(Segmentation mask data)
........
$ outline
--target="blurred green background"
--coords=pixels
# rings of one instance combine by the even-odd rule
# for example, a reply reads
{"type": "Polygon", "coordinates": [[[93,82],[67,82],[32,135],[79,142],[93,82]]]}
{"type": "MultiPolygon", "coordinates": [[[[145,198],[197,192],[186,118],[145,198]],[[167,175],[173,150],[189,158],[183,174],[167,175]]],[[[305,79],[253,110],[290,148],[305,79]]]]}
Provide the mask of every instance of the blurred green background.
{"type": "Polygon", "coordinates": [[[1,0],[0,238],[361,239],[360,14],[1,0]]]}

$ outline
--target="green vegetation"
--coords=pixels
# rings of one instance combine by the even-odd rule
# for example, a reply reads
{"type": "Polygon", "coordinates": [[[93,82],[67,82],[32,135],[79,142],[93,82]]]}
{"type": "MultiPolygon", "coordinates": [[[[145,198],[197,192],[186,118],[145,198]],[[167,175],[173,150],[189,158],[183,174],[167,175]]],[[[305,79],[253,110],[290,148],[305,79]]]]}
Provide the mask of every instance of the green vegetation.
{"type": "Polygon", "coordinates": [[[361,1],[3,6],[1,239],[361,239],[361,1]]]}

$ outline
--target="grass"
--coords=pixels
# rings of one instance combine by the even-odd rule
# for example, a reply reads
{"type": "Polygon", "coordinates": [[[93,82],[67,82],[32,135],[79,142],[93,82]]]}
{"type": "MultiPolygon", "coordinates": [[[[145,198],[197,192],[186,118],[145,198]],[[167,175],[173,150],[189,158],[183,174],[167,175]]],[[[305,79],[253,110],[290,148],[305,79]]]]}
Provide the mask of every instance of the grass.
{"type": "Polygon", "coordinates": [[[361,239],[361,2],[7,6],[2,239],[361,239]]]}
........
**ABOUT THIS TASK:** Transcribe each entry verbatim, leaving none out.

**RESPONSE TO THIS EXERCISE:**
$ outline
--target="blurred green background"
--coords=pixels
# rings of one instance combine by the even-odd rule
# for example, a reply reads
{"type": "Polygon", "coordinates": [[[93,82],[67,82],[32,135],[79,142],[93,82]]]}
{"type": "MultiPolygon", "coordinates": [[[[145,198],[197,192],[186,118],[145,198]],[[167,175],[173,150],[189,158],[183,174],[167,175]]],[[[305,79],[253,110],[290,148],[305,79]]]]}
Provide the mask of every instance of the blurred green background.
{"type": "Polygon", "coordinates": [[[1,0],[0,238],[361,239],[360,14],[1,0]]]}

$ outline
--target="green vegetation"
--coords=pixels
# rings of one instance combine by the even-odd rule
# for example, a reply reads
{"type": "Polygon", "coordinates": [[[93,82],[67,82],[32,135],[79,142],[93,82]]]}
{"type": "MultiPolygon", "coordinates": [[[[145,198],[197,192],[186,118],[145,198]],[[167,175],[173,150],[189,158],[183,174],[167,175]]],[[[305,79],[253,110],[290,148],[305,79]]]]}
Provide the mask of every instance of the green vegetation.
{"type": "Polygon", "coordinates": [[[361,1],[3,6],[1,239],[361,239],[361,1]]]}

$ outline
--target="grass"
--coords=pixels
# rings of one instance combine by the even-odd rule
# for example, a reply reads
{"type": "Polygon", "coordinates": [[[93,82],[67,82],[32,135],[79,142],[93,82]]]}
{"type": "MultiPolygon", "coordinates": [[[[145,198],[197,192],[186,118],[145,198]],[[167,175],[173,150],[189,158],[183,174],[167,175]]],[[[305,79],[253,110],[290,148],[305,79]]]]}
Provide the mask of every instance of the grass.
{"type": "Polygon", "coordinates": [[[361,239],[361,2],[7,6],[2,239],[361,239]]]}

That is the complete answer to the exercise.